- [Short exercise]: Could you lay out the lines below as a numbered list, skipping any blank lines?

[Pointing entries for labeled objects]
** BEGIN **

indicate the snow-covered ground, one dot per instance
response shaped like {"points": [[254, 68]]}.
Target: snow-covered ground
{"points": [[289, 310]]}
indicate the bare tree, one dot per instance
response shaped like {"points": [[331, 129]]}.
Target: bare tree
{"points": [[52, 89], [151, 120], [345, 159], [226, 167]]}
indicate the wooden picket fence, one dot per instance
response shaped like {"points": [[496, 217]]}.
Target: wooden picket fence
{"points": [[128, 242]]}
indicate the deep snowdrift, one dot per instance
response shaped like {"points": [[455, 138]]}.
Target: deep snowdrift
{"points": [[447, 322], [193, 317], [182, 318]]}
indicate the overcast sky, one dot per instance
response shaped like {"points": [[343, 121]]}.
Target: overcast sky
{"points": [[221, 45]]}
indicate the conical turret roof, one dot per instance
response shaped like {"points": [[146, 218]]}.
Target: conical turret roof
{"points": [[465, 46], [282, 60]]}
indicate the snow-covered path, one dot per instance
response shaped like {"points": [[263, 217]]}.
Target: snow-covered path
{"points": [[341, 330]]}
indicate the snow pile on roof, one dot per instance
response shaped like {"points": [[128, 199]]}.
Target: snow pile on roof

** END **

- [Task result]:
1. indicate the snow-covered ground, one dot per instance
2. response shaped like {"points": [[254, 68]]}.
3. Target: snow-covered ground
4. {"points": [[289, 310]]}
5. indicate the bare tree, one dot per instance
6. response shaped like {"points": [[331, 129]]}.
7. Target: bare tree
8. {"points": [[52, 89], [151, 120], [345, 159], [226, 167]]}
9. indicate the wooden picket fence, one dot per instance
10. response shaped like {"points": [[496, 217]]}.
11. Target: wooden picket fence
12. {"points": [[128, 242]]}
13. indicate the deep snowdrift, one dot per instance
14. response shaped like {"points": [[455, 138]]}.
15. Target: deep snowdrift
16. {"points": [[447, 322], [193, 317], [182, 318]]}
17. indicate the overcast sky, one dot per instance
18. response shaped like {"points": [[343, 121]]}.
19. Target: overcast sky
20. {"points": [[221, 45]]}
21. indicate the conical turret roof, one dot per instance
22. response shaped like {"points": [[146, 218]]}.
23. Target: conical turret roof
24. {"points": [[465, 46], [282, 60]]}
25. indicate the snow-covered path, one dot per instance
26. response shaped like {"points": [[263, 217]]}.
27. Target: snow-covered path
28. {"points": [[341, 330]]}
29. indicate the snow pile on roof, one dot per instance
30. response shaped like {"points": [[128, 199]]}.
31. Target: snow pile on roof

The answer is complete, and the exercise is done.